### 任务要求
请数出下面的记录中含有字符串“green”的行数（区分大小写），只回答数字。

### 练习记录
──────────────────────────────

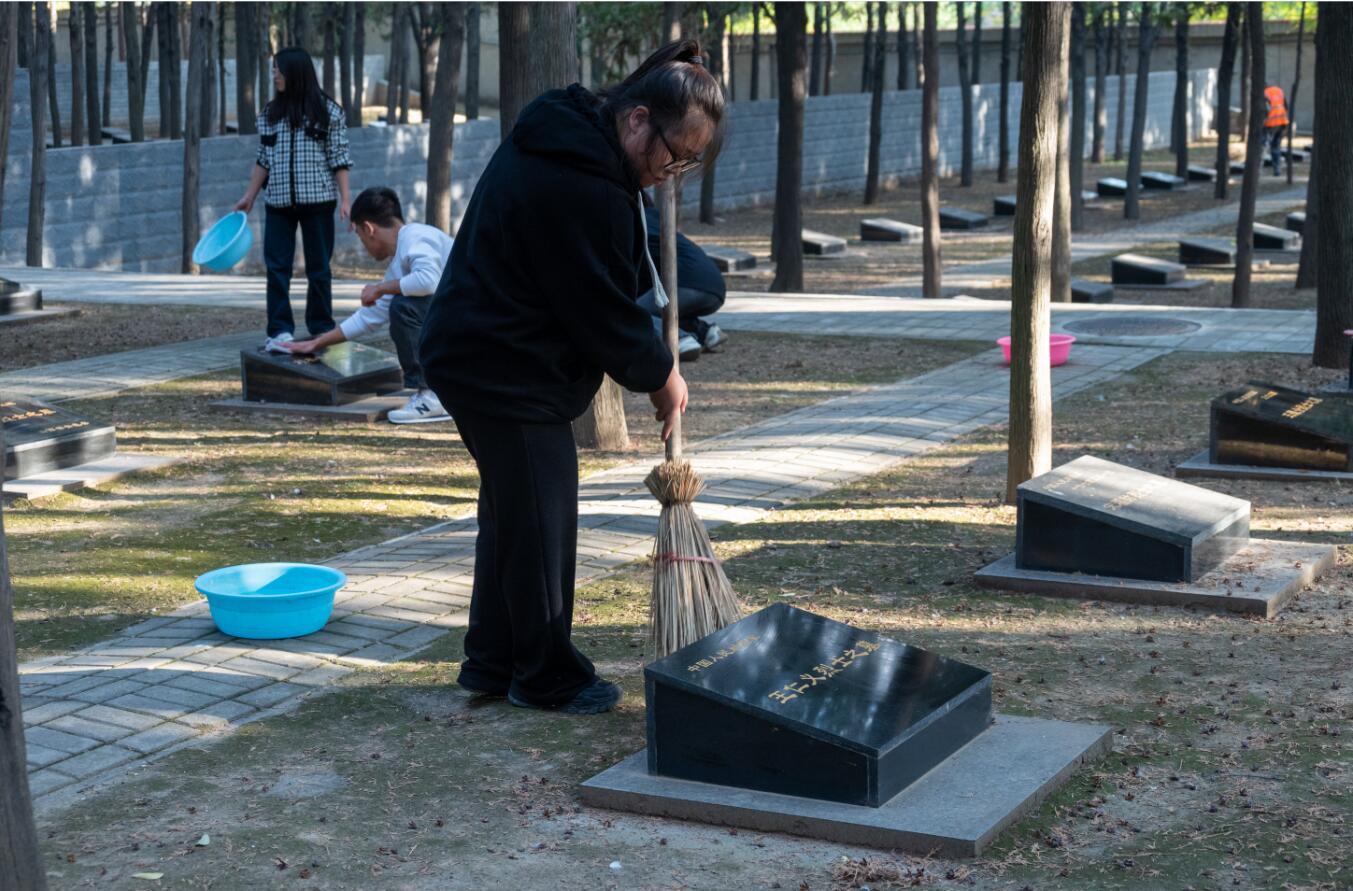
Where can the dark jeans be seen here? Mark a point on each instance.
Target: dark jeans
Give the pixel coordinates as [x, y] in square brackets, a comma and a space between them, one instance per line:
[279, 253]
[521, 613]
[690, 306]
[1273, 137]
[406, 318]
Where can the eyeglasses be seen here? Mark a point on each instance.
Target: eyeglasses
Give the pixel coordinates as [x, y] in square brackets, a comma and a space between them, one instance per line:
[677, 166]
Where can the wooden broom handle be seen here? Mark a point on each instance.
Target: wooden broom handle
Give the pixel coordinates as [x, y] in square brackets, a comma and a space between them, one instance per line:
[671, 330]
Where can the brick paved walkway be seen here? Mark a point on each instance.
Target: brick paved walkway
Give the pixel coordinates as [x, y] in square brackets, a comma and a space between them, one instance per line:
[175, 679]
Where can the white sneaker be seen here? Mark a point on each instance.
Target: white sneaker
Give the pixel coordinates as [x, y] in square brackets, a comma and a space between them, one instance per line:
[715, 338]
[275, 344]
[422, 407]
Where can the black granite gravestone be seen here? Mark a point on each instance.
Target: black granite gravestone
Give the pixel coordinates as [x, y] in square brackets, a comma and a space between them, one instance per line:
[1085, 291]
[790, 702]
[1264, 425]
[1135, 269]
[1111, 187]
[729, 258]
[961, 218]
[1158, 180]
[1207, 252]
[880, 229]
[821, 244]
[338, 375]
[1107, 519]
[1273, 238]
[39, 438]
[16, 298]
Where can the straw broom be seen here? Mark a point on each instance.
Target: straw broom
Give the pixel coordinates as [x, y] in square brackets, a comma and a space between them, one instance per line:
[692, 595]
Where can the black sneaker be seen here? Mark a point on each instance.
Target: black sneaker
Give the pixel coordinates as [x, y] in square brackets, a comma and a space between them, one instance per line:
[598, 696]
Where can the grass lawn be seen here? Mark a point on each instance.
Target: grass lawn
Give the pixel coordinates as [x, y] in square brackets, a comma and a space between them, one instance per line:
[271, 487]
[1231, 764]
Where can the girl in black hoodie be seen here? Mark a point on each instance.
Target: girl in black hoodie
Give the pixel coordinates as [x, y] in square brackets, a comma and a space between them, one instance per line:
[535, 306]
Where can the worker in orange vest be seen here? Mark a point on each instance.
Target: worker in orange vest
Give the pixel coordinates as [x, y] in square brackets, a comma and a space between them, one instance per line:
[1275, 125]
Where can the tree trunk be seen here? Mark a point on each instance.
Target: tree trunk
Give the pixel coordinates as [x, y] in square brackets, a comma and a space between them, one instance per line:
[1120, 70]
[443, 131]
[930, 157]
[1003, 164]
[1077, 141]
[330, 80]
[1030, 446]
[8, 64]
[1334, 125]
[246, 45]
[472, 61]
[788, 227]
[1061, 283]
[904, 50]
[1179, 119]
[976, 68]
[1307, 267]
[345, 33]
[20, 861]
[38, 75]
[1226, 70]
[965, 87]
[1291, 99]
[1253, 160]
[1146, 38]
[1102, 37]
[108, 30]
[77, 106]
[513, 62]
[199, 77]
[163, 34]
[876, 108]
[54, 107]
[755, 92]
[719, 42]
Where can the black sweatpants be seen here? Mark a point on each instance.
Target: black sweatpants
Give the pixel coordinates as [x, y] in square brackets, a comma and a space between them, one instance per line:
[521, 613]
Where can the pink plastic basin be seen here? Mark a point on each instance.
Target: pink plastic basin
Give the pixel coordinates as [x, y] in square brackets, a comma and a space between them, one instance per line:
[1058, 348]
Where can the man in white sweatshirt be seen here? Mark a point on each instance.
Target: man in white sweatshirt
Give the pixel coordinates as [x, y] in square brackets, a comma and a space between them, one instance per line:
[417, 256]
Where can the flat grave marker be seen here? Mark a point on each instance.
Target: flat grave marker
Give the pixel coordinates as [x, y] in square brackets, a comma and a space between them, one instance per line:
[881, 229]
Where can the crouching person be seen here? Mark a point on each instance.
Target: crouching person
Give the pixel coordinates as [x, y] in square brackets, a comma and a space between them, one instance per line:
[417, 256]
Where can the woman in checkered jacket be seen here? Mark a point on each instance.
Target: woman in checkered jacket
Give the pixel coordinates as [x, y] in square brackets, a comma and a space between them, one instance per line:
[302, 172]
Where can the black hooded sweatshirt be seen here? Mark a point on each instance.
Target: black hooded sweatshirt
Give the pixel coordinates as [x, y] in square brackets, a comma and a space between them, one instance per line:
[539, 296]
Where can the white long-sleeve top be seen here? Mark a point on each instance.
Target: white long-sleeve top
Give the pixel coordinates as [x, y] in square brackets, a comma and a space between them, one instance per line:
[421, 253]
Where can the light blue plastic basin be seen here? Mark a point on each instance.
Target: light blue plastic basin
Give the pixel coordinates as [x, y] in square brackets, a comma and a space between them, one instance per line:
[267, 600]
[225, 244]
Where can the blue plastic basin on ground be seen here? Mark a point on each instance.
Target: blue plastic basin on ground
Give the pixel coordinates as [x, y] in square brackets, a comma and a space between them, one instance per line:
[267, 600]
[225, 244]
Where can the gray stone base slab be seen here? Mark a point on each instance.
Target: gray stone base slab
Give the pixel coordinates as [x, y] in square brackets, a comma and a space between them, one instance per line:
[363, 411]
[955, 810]
[34, 315]
[1184, 284]
[1202, 467]
[83, 475]
[1257, 580]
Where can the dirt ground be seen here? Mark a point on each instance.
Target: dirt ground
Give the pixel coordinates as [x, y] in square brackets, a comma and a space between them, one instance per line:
[272, 487]
[867, 267]
[1231, 748]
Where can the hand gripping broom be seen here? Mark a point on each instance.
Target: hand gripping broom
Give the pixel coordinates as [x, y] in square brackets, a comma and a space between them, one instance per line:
[692, 595]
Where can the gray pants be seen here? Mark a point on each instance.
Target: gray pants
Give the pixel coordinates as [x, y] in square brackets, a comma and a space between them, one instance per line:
[406, 318]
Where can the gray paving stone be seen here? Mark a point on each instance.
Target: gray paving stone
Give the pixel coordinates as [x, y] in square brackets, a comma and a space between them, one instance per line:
[158, 737]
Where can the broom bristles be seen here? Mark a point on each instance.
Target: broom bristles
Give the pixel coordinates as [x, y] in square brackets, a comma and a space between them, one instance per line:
[692, 596]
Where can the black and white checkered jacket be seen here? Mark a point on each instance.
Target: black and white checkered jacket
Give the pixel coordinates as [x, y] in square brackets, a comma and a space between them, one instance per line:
[301, 166]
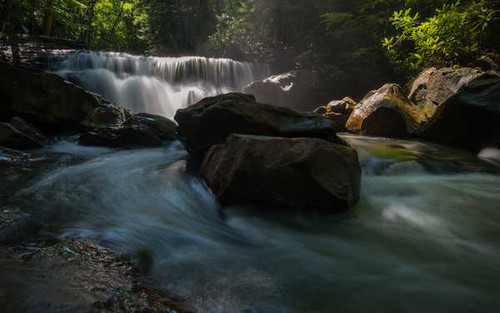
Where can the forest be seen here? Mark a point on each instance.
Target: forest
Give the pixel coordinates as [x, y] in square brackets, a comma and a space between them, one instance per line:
[277, 156]
[355, 44]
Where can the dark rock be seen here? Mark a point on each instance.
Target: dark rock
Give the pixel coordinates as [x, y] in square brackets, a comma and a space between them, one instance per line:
[470, 118]
[44, 99]
[211, 120]
[435, 86]
[299, 90]
[338, 111]
[283, 172]
[19, 134]
[28, 129]
[141, 130]
[386, 112]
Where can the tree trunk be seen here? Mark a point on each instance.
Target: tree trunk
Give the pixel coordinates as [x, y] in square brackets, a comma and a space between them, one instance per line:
[7, 16]
[49, 17]
[88, 36]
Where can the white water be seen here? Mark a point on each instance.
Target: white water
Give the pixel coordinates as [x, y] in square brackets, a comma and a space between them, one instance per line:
[156, 85]
[416, 241]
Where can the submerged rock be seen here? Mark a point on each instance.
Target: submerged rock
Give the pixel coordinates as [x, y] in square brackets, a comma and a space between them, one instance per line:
[19, 134]
[211, 120]
[470, 118]
[141, 130]
[385, 112]
[307, 173]
[338, 111]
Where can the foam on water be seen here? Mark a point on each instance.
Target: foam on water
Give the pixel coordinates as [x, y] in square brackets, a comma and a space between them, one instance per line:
[418, 242]
[156, 85]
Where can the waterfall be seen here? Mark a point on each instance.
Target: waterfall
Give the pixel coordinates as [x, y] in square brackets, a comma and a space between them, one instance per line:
[153, 84]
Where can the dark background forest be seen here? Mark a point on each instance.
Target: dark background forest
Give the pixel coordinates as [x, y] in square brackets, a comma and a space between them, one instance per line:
[353, 44]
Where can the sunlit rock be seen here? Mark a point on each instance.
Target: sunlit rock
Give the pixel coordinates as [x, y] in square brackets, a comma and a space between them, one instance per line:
[435, 86]
[385, 112]
[338, 111]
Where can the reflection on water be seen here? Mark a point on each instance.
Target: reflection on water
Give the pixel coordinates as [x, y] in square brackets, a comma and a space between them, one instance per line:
[423, 238]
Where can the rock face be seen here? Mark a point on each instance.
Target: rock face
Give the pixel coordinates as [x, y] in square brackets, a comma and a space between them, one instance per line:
[212, 120]
[338, 111]
[44, 99]
[283, 172]
[299, 90]
[141, 130]
[435, 86]
[19, 134]
[470, 118]
[386, 112]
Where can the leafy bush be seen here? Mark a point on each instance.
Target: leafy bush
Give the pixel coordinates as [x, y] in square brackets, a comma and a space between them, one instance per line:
[454, 35]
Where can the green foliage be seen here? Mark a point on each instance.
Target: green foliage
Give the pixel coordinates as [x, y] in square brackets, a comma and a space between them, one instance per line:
[241, 29]
[453, 35]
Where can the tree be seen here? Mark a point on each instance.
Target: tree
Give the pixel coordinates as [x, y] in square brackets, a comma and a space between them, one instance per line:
[454, 35]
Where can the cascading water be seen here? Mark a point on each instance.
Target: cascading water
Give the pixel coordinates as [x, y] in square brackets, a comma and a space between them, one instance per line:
[423, 238]
[156, 85]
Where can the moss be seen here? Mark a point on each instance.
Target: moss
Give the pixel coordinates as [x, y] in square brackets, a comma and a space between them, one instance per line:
[391, 151]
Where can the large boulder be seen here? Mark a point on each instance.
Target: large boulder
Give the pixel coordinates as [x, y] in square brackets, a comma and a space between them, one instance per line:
[106, 115]
[283, 172]
[470, 118]
[338, 111]
[435, 86]
[211, 120]
[44, 99]
[386, 112]
[141, 130]
[19, 134]
[300, 90]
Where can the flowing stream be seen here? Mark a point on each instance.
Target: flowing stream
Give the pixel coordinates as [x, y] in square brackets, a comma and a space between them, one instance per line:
[424, 236]
[156, 85]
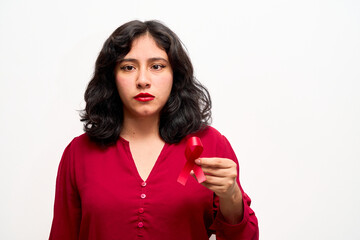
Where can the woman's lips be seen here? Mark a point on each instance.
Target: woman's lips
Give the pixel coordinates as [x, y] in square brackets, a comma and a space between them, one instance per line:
[144, 97]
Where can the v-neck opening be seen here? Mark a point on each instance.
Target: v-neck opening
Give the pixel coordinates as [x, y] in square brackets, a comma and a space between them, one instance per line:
[126, 144]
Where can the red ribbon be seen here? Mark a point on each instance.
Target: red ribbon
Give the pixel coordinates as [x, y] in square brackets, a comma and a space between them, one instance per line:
[193, 151]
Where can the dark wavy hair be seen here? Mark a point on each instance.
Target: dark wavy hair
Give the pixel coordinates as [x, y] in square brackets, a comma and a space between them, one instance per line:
[187, 110]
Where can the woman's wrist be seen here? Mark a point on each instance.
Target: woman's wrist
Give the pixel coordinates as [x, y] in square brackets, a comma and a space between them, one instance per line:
[231, 206]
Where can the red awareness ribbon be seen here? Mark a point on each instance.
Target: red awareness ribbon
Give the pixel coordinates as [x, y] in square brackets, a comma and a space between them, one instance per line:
[193, 151]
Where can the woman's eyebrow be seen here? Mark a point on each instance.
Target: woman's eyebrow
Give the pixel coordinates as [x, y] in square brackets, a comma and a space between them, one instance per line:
[136, 61]
[157, 59]
[127, 60]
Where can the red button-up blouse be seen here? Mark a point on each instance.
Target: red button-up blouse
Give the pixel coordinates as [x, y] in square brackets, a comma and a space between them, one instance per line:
[100, 195]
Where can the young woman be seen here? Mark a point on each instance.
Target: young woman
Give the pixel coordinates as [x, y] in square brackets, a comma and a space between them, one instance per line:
[119, 179]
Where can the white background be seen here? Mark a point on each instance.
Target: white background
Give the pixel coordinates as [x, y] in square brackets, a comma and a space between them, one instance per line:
[284, 79]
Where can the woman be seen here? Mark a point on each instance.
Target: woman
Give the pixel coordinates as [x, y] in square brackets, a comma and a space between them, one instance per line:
[119, 179]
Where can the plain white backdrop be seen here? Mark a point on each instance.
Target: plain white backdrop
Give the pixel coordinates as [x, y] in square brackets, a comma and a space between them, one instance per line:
[284, 77]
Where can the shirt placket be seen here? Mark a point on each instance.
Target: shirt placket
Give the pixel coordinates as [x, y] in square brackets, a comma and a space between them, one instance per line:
[141, 209]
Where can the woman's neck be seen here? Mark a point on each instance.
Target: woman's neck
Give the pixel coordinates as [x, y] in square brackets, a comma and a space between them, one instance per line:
[140, 128]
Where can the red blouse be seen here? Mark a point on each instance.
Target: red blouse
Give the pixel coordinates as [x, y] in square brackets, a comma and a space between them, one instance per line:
[100, 195]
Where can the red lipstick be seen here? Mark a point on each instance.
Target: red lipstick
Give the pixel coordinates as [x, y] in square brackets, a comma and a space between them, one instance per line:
[144, 97]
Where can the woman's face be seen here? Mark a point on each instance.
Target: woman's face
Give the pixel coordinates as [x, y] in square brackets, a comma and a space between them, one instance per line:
[144, 79]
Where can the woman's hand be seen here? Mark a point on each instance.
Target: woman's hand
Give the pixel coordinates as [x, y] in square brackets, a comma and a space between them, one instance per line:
[221, 174]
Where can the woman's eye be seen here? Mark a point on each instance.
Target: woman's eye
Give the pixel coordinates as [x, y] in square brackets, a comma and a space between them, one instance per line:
[127, 68]
[158, 66]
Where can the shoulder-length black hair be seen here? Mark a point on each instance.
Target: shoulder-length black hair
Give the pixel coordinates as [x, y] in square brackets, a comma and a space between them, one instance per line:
[187, 110]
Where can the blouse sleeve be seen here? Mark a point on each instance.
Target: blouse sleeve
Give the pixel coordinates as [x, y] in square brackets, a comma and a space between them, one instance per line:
[67, 207]
[247, 229]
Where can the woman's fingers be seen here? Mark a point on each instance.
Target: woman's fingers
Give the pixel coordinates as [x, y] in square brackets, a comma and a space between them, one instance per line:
[215, 162]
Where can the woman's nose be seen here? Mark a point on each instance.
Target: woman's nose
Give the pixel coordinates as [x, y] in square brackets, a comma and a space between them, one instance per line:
[143, 80]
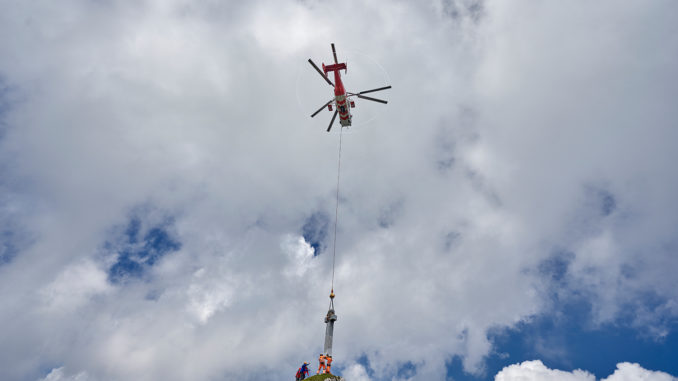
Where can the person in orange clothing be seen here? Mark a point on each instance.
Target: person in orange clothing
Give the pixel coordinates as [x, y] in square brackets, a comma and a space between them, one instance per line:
[321, 361]
[328, 359]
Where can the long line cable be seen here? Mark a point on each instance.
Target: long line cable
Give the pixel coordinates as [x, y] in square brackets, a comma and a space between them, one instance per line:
[336, 210]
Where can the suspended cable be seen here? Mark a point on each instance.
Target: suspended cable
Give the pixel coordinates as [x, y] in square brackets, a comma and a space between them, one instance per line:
[336, 210]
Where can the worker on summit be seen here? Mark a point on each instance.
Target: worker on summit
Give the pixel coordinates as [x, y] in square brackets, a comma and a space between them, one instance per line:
[321, 362]
[302, 372]
[328, 360]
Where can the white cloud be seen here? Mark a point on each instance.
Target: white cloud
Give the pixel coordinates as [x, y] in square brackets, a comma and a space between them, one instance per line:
[503, 123]
[57, 374]
[627, 371]
[536, 370]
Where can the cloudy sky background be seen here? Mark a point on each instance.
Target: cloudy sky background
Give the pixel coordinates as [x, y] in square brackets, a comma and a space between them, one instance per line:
[166, 203]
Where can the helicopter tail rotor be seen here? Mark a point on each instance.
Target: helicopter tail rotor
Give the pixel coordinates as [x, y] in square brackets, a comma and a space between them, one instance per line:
[332, 121]
[320, 72]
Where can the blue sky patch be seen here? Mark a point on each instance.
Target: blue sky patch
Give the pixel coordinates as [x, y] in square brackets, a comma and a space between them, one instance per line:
[140, 248]
[566, 341]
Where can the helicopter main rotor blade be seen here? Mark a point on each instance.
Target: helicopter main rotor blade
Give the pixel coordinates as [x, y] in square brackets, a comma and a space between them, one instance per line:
[373, 90]
[371, 99]
[321, 108]
[334, 53]
[320, 72]
[332, 121]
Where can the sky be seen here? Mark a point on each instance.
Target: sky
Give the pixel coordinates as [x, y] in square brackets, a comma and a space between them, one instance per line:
[167, 204]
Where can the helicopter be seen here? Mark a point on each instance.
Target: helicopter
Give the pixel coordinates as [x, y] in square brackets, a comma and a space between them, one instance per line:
[342, 99]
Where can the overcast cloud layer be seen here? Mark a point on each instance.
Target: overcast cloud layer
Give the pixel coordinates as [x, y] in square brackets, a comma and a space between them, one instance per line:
[166, 202]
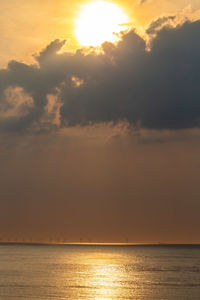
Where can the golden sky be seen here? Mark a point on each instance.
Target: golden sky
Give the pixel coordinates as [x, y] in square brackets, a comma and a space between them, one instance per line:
[28, 26]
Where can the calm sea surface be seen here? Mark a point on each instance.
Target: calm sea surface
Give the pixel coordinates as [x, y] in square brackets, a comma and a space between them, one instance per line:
[94, 272]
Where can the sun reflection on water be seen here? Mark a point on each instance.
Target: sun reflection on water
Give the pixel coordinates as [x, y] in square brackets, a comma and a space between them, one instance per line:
[104, 276]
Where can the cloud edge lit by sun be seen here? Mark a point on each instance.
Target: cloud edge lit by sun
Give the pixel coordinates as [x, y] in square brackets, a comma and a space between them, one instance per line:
[99, 22]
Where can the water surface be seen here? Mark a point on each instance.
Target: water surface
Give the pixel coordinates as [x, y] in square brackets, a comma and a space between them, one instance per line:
[99, 272]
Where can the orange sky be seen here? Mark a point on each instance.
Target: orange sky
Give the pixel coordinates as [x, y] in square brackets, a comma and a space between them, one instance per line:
[28, 26]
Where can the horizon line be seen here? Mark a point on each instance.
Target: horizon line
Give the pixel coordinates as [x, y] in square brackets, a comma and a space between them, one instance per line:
[96, 244]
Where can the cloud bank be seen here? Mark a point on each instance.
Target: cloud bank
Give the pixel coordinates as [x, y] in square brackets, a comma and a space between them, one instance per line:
[156, 89]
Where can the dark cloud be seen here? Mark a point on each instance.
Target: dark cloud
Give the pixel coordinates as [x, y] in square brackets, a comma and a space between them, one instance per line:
[154, 89]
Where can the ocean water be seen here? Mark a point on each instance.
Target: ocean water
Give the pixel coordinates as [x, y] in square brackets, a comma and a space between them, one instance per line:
[99, 272]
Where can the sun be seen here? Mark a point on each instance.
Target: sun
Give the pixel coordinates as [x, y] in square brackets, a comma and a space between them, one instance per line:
[98, 22]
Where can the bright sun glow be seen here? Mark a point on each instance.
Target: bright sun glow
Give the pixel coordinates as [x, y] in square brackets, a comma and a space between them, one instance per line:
[98, 22]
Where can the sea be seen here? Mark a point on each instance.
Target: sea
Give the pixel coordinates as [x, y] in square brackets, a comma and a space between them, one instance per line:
[99, 272]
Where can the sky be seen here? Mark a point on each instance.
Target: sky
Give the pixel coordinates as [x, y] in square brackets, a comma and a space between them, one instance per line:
[100, 146]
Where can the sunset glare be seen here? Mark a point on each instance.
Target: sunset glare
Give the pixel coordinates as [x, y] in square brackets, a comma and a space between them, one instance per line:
[99, 22]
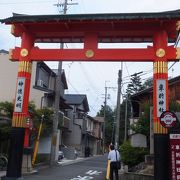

──────────────────────────────

### 任务解答
2